● **Your goal**: Could you reproduce the stretch from "The excellent day" through "title in '06." in the article about Saine, swapping "end-arounds" for "reverses"?

● **Source document**:

In leading OSU in both categories, he became the first Buckeye to do so since Jonathon Wells on Sept. 22, 2001, when he paced Ohio State with 47 rushing yards on 14 carries and added 16 yards on two catches during UCLA's 13-6 win in the Rose Bowl.
While Wells' day was one of the more forgettable offensive performances from Ohio State during its history, Saine instead helped his team to a win that was rarely, if ever, in doubt.
"It felt really good, and it was really fun because everybody was working together, and I got the chance to move the ball downfield," Saine said.
The game continued a string of impressive performances from Ohio's 2006 Mr. Football from Piqua, Ohio. Arriving in Columbus with a ton of hype thanks to his state-record 100-meter dash, Saine has shown he's more than just a burner.
Those who had not seen the tailback at Piqua might be surprised by his ability to break simple arm tackles and move the pile, the result of excellent lower-body strength from the 6-1, 220-pounder. He also has shown deft hands, first on a touchdown catch against Akron on Sept. 8 and again Saturday in Ohio Stadium.
His most impressive catch might have come midway through the first quarter when he lined up as the fullback in an offset I-formation with Maurice Wells. From there Saine zipped by helpless linebacker Jameson Konz and ran a wheel route down the left sideline that he hauled in for a 35-yard gain, freeing OSU from tight field position at its own 15-yard line.
"We put that in for him because if you get him on a linebacker, good luck," said offensive tackle Kirk Barton. "There aren't many linebackers in the country who can fly with that kid."
The excellent day as a receiver perhaps took Saine back to his days at Piqua, where he often lined up as a wideout, sometimes taking the ball on end-arounds but often successfully running pass patterns that got him into the open field, during the Indians' run to the Ohio Division II state title in '06.
"I like catching the ball out of the backfield," Saine said. "If the coaches feel that I can do that, then that's what I'll do. In Piqua, I had a lot of receptions so it was fun to get back doing that."
Saine's performance came in his first extended action after missing the games against Northwestern Sept. 22 and Minnesota a week later because of arthroscopic knee surgery. He returned a week ago at Purdue but was used only when the game was in hand, piling up 20 yards on six carries.
This week, with starter Chris Wells fighting a ankle injury that limited him to just four carries, Saine took on a more expanded role in the Buckeye attack and said he felt no lingering effects from the surgical procedure.
"I feel really good," he said. "Somebody asked me today how me knee was and I forgot about it until they asked me that."
With Beanie's ankle injury expected to linger throughout the rest of the season, the health of Saine and fellow reserve Maurice Wells will not only provide the Buckeye offensive braintrust with numerous options out of the backfield but a bit of an insurance policy as well.
"It's always nice to have a young man of that caliber with us," offensive coordinator Jim Bollman said. "Now we have three guys to carry the ball back there and catch it. He did a great job of catching it today, too. I think that's a big factor to get him back in the act as much as he is now."
Through seven games, Saine leads the tailbacks with a 5.6-yards-per-carry average, having accumulated 242 yards on 43 carries.

● **Supplied material**:
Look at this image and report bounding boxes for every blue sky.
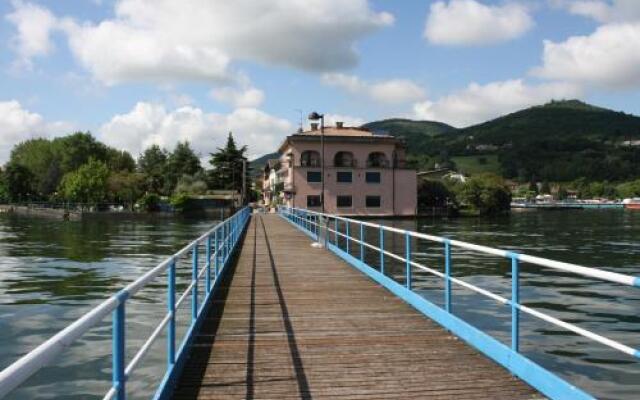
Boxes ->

* * *

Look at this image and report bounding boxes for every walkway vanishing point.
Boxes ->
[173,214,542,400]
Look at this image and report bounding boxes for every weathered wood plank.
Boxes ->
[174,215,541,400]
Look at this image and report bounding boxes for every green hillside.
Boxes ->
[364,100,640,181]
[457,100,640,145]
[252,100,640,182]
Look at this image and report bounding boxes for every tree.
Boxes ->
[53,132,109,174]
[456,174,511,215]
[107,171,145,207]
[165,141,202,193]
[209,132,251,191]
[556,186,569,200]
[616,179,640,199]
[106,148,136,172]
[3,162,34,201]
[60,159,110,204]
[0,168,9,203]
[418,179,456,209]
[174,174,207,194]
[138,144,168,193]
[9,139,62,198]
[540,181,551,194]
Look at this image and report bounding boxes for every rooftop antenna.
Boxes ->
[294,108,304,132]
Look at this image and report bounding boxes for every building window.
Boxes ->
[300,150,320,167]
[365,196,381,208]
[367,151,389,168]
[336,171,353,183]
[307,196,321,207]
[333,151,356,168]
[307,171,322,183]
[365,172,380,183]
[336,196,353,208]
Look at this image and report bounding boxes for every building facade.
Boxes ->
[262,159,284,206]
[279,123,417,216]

● **Output for this exercise**:
The excellent day as a receiver perhaps took Saine back to his days at Piqua, where he often lined up as a wideout, sometimes taking the ball on reverses but often successfully running pass patterns that got him into the open field, during the Indians' run to the Ohio Division II state title in '06.